START Extracted data
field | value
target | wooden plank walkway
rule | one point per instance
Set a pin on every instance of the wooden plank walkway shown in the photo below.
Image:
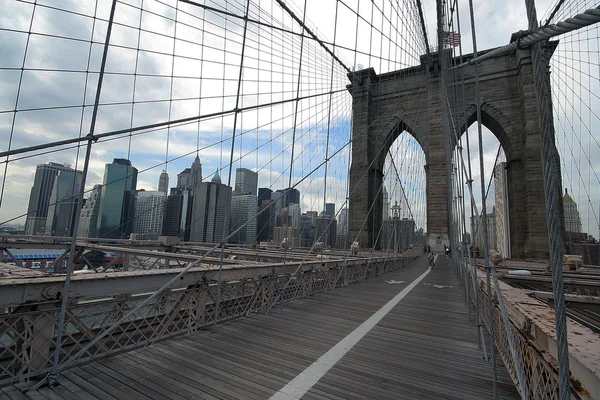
(424, 348)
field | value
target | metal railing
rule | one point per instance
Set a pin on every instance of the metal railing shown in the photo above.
(541, 376)
(28, 331)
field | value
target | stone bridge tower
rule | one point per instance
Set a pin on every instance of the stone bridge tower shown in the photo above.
(409, 100)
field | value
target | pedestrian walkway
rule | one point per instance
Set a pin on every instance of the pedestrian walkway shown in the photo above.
(403, 335)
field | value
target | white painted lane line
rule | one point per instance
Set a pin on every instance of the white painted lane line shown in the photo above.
(301, 384)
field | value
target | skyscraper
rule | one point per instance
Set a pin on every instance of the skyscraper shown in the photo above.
(265, 221)
(183, 178)
(243, 213)
(326, 231)
(39, 199)
(291, 196)
(343, 221)
(210, 213)
(572, 218)
(178, 213)
(386, 205)
(163, 182)
(246, 181)
(263, 194)
(243, 206)
(63, 203)
(501, 201)
(88, 219)
(118, 199)
(149, 207)
(330, 209)
(195, 173)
END Extracted data
▸ Exercise goal
The copy should match the records above exactly, except that pictures are dropped.

▸ Task output
field | value
target | wooden plank walkway
rule | one point per instance
Set a pin on every instance of the wooden plank walkway shown in the photo below.
Image:
(424, 348)
field | value
target | metal railing
rule | one point per instance
Set a pin on every instance of the metal railing shown in the photo above.
(541, 376)
(28, 331)
field | value
target | stone bridge tower
rule | one point per instance
Set a pin on every instance of the stone bridge tower shown in the photo above.
(409, 100)
field | value
target | pedestrian walkway
rule | one point per instance
Set a pin on every instance of the pedestrian walkway shown in the photo above.
(403, 335)
field | value
target | white painted lane line
rule | one point per instance
Set a pin on every instance of the white painted lane line shown in the photo above.
(301, 384)
field | value
target | skyscraper
rule | one point per instance
Set a pin on every instance of the skyscraper shown in the photo above.
(265, 221)
(183, 178)
(243, 213)
(326, 231)
(39, 199)
(291, 196)
(343, 221)
(210, 213)
(572, 218)
(178, 213)
(386, 205)
(163, 182)
(246, 181)
(263, 194)
(243, 206)
(63, 203)
(501, 201)
(88, 219)
(118, 199)
(149, 207)
(330, 209)
(195, 173)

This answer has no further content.